>>>>
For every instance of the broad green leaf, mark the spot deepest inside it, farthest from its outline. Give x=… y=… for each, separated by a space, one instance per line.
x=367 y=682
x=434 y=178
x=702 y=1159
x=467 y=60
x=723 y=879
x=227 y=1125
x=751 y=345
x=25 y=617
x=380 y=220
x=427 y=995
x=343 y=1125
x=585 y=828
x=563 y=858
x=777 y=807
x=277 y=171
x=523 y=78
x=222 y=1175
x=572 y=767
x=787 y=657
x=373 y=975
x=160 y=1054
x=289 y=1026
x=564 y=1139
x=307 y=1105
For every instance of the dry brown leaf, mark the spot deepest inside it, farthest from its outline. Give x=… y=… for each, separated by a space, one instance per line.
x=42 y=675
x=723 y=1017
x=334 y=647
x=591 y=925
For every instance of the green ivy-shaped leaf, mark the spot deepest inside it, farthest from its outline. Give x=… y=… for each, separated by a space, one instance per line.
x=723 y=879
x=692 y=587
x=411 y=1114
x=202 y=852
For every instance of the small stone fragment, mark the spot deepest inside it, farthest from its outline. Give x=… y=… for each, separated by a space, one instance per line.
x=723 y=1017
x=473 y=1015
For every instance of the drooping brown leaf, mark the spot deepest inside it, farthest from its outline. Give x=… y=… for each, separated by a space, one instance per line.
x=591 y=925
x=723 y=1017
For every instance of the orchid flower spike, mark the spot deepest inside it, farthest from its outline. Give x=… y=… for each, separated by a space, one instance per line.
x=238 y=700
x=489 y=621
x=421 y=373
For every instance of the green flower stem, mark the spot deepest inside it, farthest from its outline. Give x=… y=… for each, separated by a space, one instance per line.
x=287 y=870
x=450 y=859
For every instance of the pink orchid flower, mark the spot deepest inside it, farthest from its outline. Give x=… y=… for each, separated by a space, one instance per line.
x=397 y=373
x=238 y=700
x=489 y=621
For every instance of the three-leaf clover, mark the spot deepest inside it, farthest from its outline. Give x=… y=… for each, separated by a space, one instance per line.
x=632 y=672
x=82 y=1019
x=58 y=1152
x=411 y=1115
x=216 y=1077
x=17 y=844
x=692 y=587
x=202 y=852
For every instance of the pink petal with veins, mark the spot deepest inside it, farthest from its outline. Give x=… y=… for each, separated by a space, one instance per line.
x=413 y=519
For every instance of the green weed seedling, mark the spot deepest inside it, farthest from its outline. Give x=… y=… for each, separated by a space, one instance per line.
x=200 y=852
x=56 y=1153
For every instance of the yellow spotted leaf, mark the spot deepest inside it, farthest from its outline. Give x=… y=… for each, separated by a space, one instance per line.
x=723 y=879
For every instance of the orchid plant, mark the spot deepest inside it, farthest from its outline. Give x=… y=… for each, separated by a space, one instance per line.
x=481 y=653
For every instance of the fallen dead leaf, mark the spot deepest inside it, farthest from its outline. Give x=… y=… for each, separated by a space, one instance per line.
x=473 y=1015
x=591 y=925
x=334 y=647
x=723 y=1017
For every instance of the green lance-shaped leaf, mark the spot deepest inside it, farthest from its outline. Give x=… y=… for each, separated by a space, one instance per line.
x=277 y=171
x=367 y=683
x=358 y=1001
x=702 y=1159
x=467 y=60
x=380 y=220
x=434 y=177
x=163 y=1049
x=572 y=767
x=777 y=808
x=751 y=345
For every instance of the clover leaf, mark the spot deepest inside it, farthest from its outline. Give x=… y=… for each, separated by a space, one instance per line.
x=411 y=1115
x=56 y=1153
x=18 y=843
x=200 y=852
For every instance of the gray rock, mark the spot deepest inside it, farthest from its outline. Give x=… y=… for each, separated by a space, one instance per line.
<<<<
#### Requirement
Recast the records above as a Markdown table with the columns Row and Line, giving each line its row number and leaving out any blank lines.

#### Final result
| Row | Line |
|---|---|
| 1 | For every instance of the broad green leaf, mark the spot deepest inside it, farthest from its outline. Give x=… y=… for each, separated by a space, one instance per line. |
| 2 | x=367 y=682 |
| 3 | x=434 y=178 |
| 4 | x=702 y=1159 |
| 5 | x=467 y=60 |
| 6 | x=723 y=879 |
| 7 | x=227 y=1125 |
| 8 | x=751 y=345 |
| 9 | x=25 y=617 |
| 10 | x=380 y=220 |
| 11 | x=427 y=995 |
| 12 | x=343 y=1125 |
| 13 | x=585 y=828 |
| 14 | x=563 y=858 |
| 15 | x=777 y=807 |
| 16 | x=277 y=171 |
| 17 | x=523 y=78 |
| 18 | x=222 y=1175 |
| 19 | x=572 y=767 |
| 20 | x=787 y=657 |
| 21 | x=373 y=975 |
| 22 | x=160 y=1054 |
| 23 | x=289 y=1026 |
| 24 | x=564 y=1139 |
| 25 | x=307 y=1105 |
| 26 | For every instance of the dry brown leaf, mark the spot deepest inside it, farthest from its outline. Give x=… y=… for each, separated by a space, one instance per line. |
| 27 | x=42 y=675 |
| 28 | x=723 y=1017 |
| 29 | x=334 y=647 |
| 30 | x=591 y=925 |
| 31 | For every instance of the green ivy-shaped leaf, mark the spot deepest inside it, farthest from its outline. Give x=… y=… for each, separated by a space, one instance per line. |
| 32 | x=723 y=879 |
| 33 | x=692 y=587 |
| 34 | x=411 y=1114 |
| 35 | x=202 y=852 |
| 36 | For every instance of the small stone fragment, mark the spot deepest inside it, farthest from its outline. Give x=… y=… for each, separated by a space, one instance per line. |
| 37 | x=723 y=1017 |
| 38 | x=473 y=1015 |
| 39 | For every instance of the drooping brown leaf, mark the spot deepest inside it, farthest from its outline. Give x=… y=… for each, separated by a space, one instance per line. |
| 40 | x=591 y=925 |
| 41 | x=723 y=1017 |
| 42 | For every instance of the orchid flower spike, mark the spot deepest inside it, farthest from its outline. Give x=… y=… for each, separated by a space, one instance per line. |
| 43 | x=238 y=700 |
| 44 | x=489 y=621 |
| 45 | x=421 y=373 |
| 46 | For every instance of the green flower stem, mark the spot deepest inside it, farthest from its outline. Give x=… y=… for each, separated by a space, one instance per line. |
| 47 | x=287 y=870 |
| 48 | x=450 y=859 |
| 49 | For every instance of the pink orchid flower, mark the spot deepest inside it, farthest from its outline. Give x=… y=… for each, separated by a space, one instance per line. |
| 50 | x=397 y=373 |
| 51 | x=238 y=700 |
| 52 | x=489 y=621 |
| 53 | For every instance of the three-leaf clover, mark the spot deepest inside it, farthest from its outline. Give x=… y=… for each, separated by a space, one instance per line. |
| 54 | x=632 y=672 |
| 55 | x=82 y=1019 |
| 56 | x=58 y=1152 |
| 57 | x=411 y=1115 |
| 58 | x=216 y=1077 |
| 59 | x=17 y=844 |
| 60 | x=692 y=587 |
| 61 | x=202 y=852 |
| 62 | For every instance of the pink petal with veins, mark the spot deepest inside it, farthest from its outline. Give x=… y=… for each, separated by a space, one instance per line. |
| 63 | x=413 y=519 |
| 64 | For every instance of the green weed seedling, mark the spot deepest inside it, farthest from its outline. Give x=… y=… for each, separated by a space, one instance per line. |
| 65 | x=200 y=852 |
| 66 | x=56 y=1153 |
| 67 | For every instance of the yellow spotted leaf, mark the spot deepest inside it, farthest from its outline. Give x=… y=… for each, separated by a space, one instance per line. |
| 68 | x=723 y=879 |
| 69 | For every instance of the orchid plant, mark the spot deepest inside it, farthest from its outline. Give x=… y=… for each, separated by a space, one instance per line. |
| 70 | x=481 y=653 |
| 71 | For every instance of the fallen dead leaf, mark the spot deepest inside it, farthest from its outline. Give x=… y=… for each, separated by a space, one instance per line. |
| 72 | x=473 y=1015 |
| 73 | x=591 y=925 |
| 74 | x=334 y=647 |
| 75 | x=723 y=1017 |
| 76 | For every instance of the green lance-shaped leaf, mark the spot deepest inside it, farthest from its outline. Give x=… y=… for each, separated by a space, one instance per line. |
| 77 | x=277 y=171 |
| 78 | x=367 y=683 |
| 79 | x=358 y=1001 |
| 80 | x=702 y=1159 |
| 81 | x=467 y=60 |
| 82 | x=380 y=220 |
| 83 | x=434 y=177 |
| 84 | x=163 y=1049 |
| 85 | x=572 y=767 |
| 86 | x=777 y=808 |
| 87 | x=751 y=345 |
| 88 | For every instance of the clover leaf, mark the spot deepest inside it, farthest from its outline. Give x=… y=… for each, separated by a space, one instance per line. |
| 89 | x=411 y=1115 |
| 90 | x=56 y=1153 |
| 91 | x=18 y=843 |
| 92 | x=200 y=852 |
| 93 | For every instance of the gray rock, mark the spot deepest inside it, farthest from its outline. Give x=… y=… for each, separated by a space, one instance per line. |